§ ACTIONS TO TAKE:
1. Summarize the interview excerpt in two sentences.
2. Transcribe the passage of the interview excerpt that starts with the words "And the cover" and ends with the words "to that monologue.".

#### EXERCISE TEXT ####

And the cover sheet on his test was just standard information and there was a paragraph that told you the safe levels for all the molds. And then in bold it had two molds, chaetomium and stachybotrys, and it said no amount of these two molds is safe and if you have it you need to remediate. And that was not on the mold test that was done in our house where they found this mold. So now I know there was a toxic mold in the house, I know what mold it was. I know that it causes problems and can cause neurological problems, and that’s what I was having. And now I live in a small village in Massachusetts where the pace of life is much more aligned to my needs. And that’s pretty much the present, thank you for listening to that monologue.
Jacob: So you still don’t really have a conclusive thing if somebody asks what’s wrong with you.
Brianne: Now I say mold exposure and tick-borne illness. I’m still getting testing done. I just had a new lyme panel done and all of my numbers were much better, which was probably a result of general treatment and my immune function improving. But lyme tests are a two-part test so there’s a screening test and then there’s something called the western blot which looks at a bunch of different proteins that show up on the bacteria because they can’t test for it directly. And my screening test was the same even though my western blot results were lower, and the doctor thought that was interesting. So all of these numbers have gone down but this thing is still high and if this were causing this than these should be proportional.

#### EXERCISE DATA ####

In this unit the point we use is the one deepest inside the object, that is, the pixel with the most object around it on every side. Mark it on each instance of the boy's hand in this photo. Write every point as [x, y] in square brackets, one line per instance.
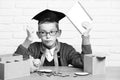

####

§ TASK-BY-TASK OUTPUTS:
1. Brianne describes learning from a test cover sheet that no amount of the molds chaetomium and stachybotrys is safe, realizing that a toxic mold had been in the house, and moving to a small village in Massachusetts. Brianne now names mold exposure and tick-borne illness as the cause and is still being tested, with a new lyme panel showing better numbers even though the screening test result stayed the same.

2.
And the cover sheet on his test was just standard information and there was a paragraph that told you the safe levels for all the molds. And then in bold it had two molds, chaetomium and stachybotrys, and it said no amount of these two molds is safe and if you have it you need to remediate. And that was not on the mold test that was done in our house where they found this mold. So now I know there was a toxic mold in the house, I know what mold it was. I know that it causes problems and can cause neurological problems, and that’s what I was having. And now I live in a small village in Massachusetts where the pace of life is much more aligned to my needs. And that’s pretty much the present, thank you for listening to that monologue.